Dataset entries:

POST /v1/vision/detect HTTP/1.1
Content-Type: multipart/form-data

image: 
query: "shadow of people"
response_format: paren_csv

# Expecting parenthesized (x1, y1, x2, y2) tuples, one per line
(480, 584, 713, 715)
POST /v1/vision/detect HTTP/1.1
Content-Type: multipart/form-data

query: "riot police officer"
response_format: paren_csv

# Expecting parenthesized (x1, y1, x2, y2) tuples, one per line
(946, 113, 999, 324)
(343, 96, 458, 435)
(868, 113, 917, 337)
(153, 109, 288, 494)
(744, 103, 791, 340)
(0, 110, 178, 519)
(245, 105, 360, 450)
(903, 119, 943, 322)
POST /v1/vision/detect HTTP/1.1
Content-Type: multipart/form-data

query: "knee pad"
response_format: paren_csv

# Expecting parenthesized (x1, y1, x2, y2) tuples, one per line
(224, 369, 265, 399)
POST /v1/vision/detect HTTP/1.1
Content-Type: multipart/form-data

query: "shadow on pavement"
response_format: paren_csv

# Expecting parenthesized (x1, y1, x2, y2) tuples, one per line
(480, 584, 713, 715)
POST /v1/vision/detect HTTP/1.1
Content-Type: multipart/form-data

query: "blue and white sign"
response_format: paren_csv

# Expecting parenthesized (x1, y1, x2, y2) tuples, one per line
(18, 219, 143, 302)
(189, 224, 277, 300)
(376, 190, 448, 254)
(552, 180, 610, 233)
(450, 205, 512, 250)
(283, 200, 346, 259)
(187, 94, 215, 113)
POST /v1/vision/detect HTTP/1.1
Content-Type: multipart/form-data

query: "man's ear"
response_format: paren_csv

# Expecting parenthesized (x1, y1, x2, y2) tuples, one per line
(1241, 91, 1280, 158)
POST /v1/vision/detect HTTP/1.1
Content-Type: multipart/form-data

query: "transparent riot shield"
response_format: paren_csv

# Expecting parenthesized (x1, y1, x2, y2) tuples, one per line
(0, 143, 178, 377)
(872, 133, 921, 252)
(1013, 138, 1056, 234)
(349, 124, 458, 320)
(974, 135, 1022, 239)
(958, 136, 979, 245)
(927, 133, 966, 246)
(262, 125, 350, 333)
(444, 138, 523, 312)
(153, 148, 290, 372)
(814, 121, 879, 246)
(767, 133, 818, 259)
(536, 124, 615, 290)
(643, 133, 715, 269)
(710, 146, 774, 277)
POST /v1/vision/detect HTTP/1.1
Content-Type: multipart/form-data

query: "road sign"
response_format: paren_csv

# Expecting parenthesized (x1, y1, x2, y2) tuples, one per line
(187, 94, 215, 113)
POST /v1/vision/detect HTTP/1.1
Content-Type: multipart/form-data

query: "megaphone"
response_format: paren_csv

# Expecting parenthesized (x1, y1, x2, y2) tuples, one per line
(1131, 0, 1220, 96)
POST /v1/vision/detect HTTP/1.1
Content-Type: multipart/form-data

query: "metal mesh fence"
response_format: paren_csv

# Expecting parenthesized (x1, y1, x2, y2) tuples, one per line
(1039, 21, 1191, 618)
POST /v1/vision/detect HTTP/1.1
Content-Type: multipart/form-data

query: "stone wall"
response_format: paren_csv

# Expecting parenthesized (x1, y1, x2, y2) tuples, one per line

Problem description →
From the data, pick out every line that includes "shadow".

Task solution →
query: "shadow of people"
query: "shadow on pavement"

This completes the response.